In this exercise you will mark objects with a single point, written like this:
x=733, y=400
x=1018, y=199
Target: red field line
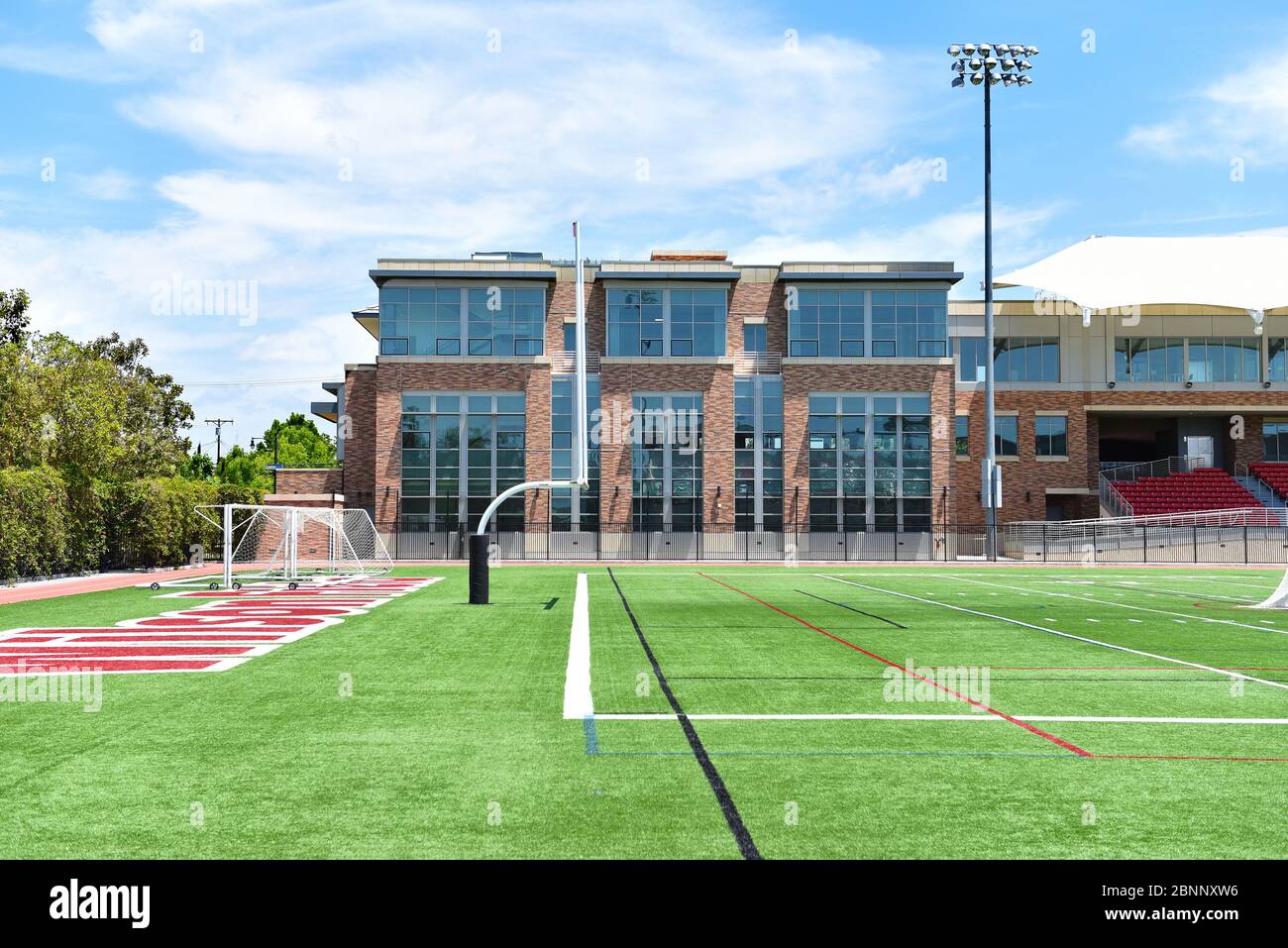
x=1028, y=727
x=11, y=656
x=168, y=638
x=1126, y=668
x=91, y=583
x=1186, y=756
★ ★ ★ ★ ★
■ **What is required**
Print all of the data above verbatim, line by line, omitting the picture.

■ **The reply**
In this exercise you will mark objects with a single point, written like this:
x=733, y=400
x=1018, y=199
Target: red field line
x=1028, y=727
x=11, y=656
x=168, y=638
x=1126, y=668
x=91, y=583
x=1186, y=756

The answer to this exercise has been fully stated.